── Records provided

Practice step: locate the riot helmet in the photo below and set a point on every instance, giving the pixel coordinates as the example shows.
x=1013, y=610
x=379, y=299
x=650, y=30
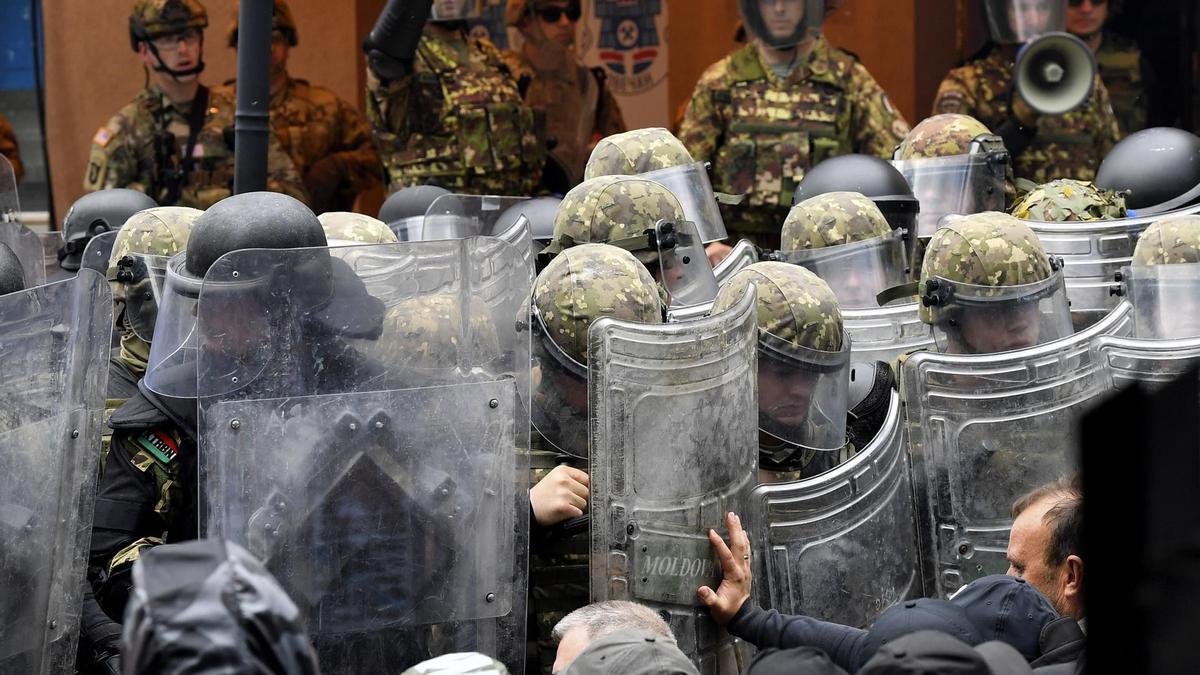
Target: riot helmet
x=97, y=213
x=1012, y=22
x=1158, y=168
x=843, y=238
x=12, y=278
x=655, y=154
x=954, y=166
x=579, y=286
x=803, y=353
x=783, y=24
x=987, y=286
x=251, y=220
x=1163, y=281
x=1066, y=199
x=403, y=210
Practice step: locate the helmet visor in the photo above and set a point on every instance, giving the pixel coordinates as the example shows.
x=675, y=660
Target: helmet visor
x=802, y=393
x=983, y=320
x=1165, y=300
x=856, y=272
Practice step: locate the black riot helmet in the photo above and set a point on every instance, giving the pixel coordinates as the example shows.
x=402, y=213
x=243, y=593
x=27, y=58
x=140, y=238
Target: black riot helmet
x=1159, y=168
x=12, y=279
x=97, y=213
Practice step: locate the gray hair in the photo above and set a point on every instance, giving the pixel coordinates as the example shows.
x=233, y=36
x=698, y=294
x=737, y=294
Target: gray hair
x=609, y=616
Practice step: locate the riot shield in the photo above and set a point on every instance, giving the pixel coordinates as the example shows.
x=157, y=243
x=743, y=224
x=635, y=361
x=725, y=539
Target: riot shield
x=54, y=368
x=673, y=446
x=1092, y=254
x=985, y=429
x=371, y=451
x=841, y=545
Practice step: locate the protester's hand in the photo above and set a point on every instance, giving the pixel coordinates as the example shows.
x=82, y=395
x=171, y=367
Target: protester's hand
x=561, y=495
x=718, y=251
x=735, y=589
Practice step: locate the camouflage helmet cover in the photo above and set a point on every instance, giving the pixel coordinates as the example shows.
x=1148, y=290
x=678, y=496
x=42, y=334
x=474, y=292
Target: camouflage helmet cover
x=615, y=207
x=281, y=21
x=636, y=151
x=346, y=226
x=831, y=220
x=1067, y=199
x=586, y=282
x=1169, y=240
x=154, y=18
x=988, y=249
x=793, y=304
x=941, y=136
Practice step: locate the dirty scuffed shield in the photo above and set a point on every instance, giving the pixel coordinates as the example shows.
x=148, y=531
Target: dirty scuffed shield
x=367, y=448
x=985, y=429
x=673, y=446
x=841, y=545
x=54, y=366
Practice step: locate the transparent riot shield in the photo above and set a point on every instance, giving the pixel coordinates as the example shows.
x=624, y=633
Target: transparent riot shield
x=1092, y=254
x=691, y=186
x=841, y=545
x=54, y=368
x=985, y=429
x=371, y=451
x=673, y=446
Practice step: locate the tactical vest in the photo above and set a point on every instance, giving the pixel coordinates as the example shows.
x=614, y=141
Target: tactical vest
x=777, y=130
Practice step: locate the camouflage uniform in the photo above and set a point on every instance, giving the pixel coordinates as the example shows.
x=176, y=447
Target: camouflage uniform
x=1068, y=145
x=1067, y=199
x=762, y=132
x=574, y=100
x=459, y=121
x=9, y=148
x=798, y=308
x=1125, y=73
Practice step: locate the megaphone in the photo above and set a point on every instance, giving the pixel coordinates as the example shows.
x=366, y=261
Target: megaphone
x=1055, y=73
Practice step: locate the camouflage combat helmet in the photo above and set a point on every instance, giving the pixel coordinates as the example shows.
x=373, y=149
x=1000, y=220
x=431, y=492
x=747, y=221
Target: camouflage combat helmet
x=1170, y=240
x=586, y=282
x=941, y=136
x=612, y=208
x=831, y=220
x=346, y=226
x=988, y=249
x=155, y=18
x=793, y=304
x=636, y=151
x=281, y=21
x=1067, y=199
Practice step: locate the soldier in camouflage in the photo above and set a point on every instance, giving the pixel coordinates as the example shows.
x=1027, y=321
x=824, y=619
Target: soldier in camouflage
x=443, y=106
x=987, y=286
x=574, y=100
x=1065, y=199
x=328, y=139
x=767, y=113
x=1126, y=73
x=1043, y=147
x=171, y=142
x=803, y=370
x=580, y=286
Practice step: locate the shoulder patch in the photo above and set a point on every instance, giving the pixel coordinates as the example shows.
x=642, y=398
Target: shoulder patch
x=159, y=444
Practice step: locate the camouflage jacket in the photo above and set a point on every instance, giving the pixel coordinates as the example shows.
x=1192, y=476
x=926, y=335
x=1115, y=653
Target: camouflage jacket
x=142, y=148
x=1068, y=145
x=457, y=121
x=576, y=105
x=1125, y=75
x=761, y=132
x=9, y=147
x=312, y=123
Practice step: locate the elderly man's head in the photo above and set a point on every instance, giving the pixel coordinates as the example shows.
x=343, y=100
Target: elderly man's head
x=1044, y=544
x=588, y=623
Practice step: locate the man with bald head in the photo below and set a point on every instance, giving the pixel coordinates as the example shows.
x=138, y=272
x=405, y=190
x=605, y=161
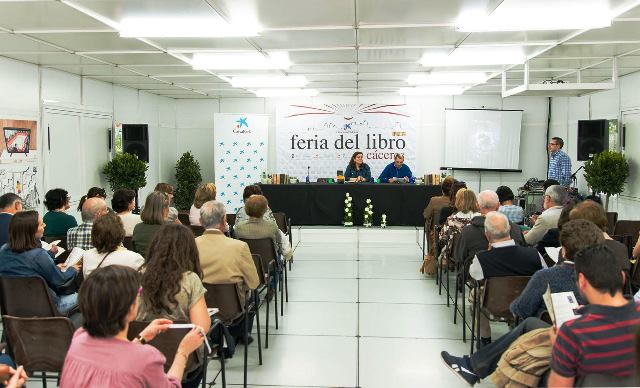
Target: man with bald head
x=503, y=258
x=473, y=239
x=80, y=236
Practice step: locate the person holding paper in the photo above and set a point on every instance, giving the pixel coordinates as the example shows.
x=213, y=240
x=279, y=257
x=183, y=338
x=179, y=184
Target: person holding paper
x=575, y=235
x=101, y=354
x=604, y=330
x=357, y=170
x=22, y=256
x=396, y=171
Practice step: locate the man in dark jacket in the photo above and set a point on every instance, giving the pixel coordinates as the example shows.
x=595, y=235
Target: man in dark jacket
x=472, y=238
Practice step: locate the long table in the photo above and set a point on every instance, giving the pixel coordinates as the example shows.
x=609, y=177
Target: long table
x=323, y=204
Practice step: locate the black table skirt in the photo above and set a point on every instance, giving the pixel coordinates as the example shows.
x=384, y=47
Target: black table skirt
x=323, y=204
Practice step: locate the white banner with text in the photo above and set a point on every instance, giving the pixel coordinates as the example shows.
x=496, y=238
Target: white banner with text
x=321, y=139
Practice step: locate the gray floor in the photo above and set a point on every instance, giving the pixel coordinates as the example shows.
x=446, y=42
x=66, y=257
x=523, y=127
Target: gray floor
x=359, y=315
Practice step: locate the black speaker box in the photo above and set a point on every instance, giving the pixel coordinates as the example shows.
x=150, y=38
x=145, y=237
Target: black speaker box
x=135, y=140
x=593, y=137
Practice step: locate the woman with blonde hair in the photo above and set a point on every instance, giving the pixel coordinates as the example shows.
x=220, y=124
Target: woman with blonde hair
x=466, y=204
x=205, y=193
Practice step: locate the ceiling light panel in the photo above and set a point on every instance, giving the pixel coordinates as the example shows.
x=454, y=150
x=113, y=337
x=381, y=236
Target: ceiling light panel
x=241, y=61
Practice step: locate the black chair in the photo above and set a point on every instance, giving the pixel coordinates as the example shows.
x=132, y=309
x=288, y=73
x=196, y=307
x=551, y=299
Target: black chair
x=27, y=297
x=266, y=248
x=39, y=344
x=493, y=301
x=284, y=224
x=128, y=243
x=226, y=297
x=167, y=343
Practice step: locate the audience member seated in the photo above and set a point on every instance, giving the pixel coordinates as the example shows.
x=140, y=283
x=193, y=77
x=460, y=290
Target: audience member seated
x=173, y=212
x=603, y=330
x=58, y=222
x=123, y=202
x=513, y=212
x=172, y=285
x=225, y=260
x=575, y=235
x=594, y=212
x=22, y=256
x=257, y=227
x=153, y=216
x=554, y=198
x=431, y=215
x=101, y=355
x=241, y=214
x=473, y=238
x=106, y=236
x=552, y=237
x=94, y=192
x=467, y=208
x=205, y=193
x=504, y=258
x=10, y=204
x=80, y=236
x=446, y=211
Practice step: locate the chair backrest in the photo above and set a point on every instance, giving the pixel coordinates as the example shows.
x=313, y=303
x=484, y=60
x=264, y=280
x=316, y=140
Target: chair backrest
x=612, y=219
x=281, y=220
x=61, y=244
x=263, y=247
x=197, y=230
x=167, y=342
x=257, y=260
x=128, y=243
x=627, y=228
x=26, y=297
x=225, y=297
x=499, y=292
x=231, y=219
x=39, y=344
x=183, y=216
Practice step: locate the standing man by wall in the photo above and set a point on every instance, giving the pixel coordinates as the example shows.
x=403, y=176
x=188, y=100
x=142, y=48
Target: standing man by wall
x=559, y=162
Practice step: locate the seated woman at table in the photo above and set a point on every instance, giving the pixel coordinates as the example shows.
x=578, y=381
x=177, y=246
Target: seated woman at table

────
── Records provided

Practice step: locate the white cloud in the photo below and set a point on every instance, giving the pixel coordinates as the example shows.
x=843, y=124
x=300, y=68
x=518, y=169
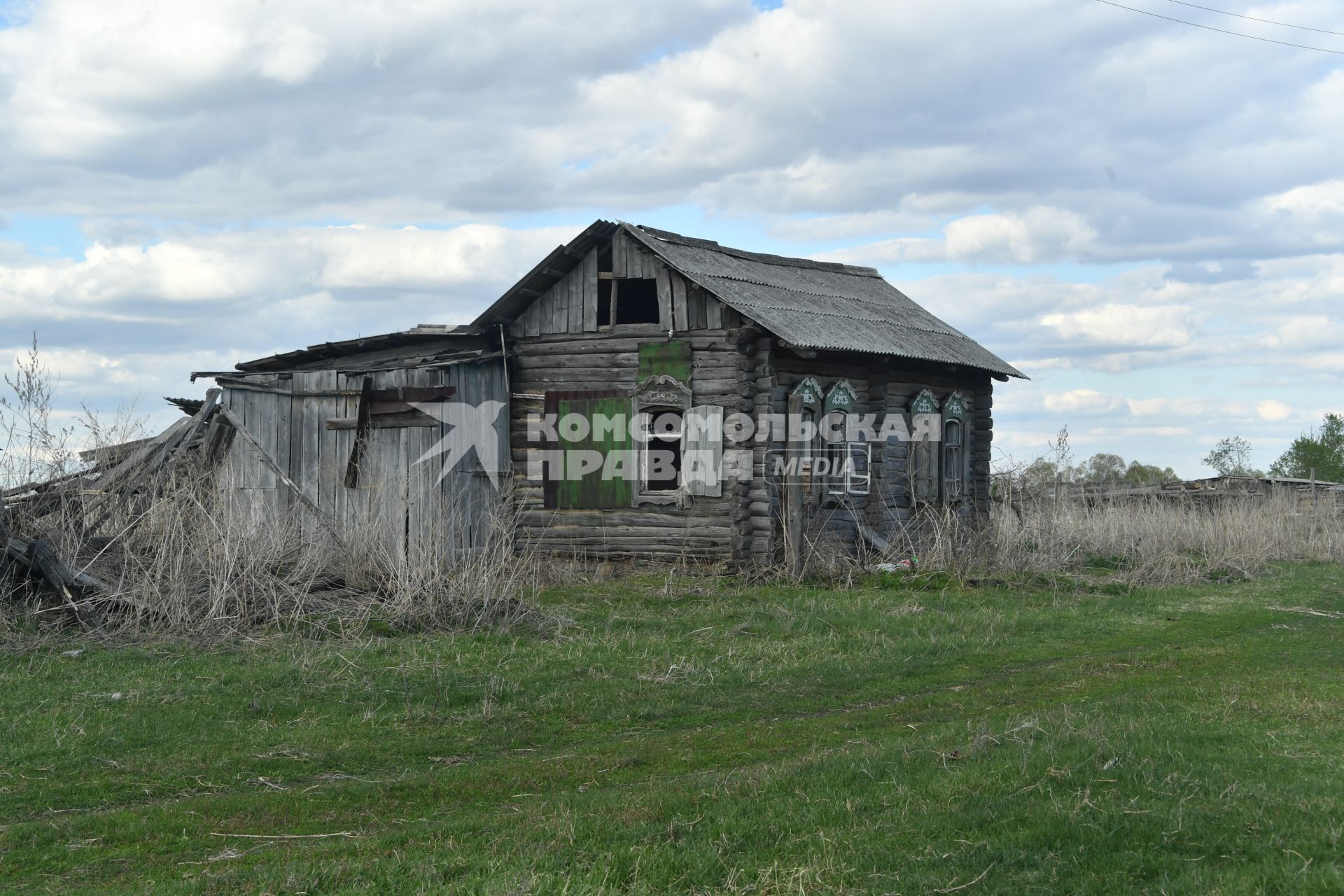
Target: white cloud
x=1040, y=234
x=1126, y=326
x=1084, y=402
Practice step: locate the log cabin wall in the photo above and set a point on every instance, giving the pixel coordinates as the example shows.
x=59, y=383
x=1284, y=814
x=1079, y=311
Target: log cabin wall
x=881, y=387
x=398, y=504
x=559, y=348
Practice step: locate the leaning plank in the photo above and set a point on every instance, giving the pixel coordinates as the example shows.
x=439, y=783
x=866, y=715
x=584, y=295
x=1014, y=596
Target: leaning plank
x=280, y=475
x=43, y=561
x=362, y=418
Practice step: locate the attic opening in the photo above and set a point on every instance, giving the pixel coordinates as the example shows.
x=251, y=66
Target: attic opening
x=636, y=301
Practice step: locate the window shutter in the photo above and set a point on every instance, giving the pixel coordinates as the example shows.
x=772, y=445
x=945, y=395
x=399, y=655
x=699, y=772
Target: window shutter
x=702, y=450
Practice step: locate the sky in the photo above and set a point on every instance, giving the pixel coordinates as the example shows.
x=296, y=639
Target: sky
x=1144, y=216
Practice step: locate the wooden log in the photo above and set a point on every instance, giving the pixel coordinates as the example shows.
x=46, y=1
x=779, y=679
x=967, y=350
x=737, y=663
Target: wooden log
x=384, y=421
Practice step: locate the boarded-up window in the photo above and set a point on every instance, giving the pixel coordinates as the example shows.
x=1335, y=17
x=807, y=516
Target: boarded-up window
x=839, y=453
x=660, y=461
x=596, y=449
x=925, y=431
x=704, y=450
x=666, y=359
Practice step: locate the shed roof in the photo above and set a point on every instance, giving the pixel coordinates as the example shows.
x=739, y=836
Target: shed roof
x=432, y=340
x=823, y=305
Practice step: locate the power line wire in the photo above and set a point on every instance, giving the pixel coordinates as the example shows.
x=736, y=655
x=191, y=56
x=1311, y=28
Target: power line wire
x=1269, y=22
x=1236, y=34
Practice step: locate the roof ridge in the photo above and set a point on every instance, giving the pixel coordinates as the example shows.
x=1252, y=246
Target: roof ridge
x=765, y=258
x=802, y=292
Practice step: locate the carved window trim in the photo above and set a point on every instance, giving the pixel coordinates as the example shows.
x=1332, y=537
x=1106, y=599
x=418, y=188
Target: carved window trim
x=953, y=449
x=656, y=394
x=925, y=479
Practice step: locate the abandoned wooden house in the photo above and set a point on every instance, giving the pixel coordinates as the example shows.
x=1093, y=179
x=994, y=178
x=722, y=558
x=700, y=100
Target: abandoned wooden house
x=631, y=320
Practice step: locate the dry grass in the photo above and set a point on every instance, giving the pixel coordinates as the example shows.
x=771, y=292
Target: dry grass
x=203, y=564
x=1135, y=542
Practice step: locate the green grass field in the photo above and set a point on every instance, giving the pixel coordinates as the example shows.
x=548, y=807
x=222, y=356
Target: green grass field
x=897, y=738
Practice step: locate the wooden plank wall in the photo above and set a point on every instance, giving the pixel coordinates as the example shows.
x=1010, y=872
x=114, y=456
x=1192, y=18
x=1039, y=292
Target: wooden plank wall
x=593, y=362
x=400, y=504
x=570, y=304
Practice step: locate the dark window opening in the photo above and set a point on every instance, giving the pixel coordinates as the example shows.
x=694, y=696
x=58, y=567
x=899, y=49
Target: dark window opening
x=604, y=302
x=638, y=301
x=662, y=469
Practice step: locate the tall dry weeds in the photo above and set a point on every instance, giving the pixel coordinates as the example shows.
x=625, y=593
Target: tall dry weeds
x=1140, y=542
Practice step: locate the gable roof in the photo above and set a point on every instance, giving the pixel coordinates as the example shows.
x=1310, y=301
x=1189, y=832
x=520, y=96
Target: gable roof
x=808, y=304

────
── Records provided

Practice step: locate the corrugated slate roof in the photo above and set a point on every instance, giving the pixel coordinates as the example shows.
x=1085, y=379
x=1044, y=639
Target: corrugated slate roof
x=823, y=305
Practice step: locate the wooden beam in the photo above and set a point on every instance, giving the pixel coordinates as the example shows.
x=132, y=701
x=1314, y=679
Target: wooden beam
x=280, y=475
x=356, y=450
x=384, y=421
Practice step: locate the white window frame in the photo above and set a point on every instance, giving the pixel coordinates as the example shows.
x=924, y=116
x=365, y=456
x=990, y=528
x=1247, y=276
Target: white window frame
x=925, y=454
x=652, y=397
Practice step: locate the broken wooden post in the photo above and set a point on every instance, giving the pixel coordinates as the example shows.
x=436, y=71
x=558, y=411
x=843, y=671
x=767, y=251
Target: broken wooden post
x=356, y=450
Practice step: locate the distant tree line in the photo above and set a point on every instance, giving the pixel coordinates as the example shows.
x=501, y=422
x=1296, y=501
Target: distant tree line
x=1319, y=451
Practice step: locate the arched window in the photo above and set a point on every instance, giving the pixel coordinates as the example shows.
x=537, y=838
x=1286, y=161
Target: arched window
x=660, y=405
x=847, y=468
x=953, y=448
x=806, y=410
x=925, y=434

────

_Exercise prompt_. Starting at the line containing "x=605, y=161" and finishing at the line containing "x=179, y=184", return those lines exactly as they appear above, without the pictures.

_Task result_.
x=605, y=161
Target: man with bald head
x=503, y=258
x=473, y=239
x=80, y=236
Practice step: locate the person holding paper in the photo above and set a point on every instance, giving the pixel coordinates as the example shows.
x=213, y=240
x=279, y=257
x=183, y=338
x=179, y=184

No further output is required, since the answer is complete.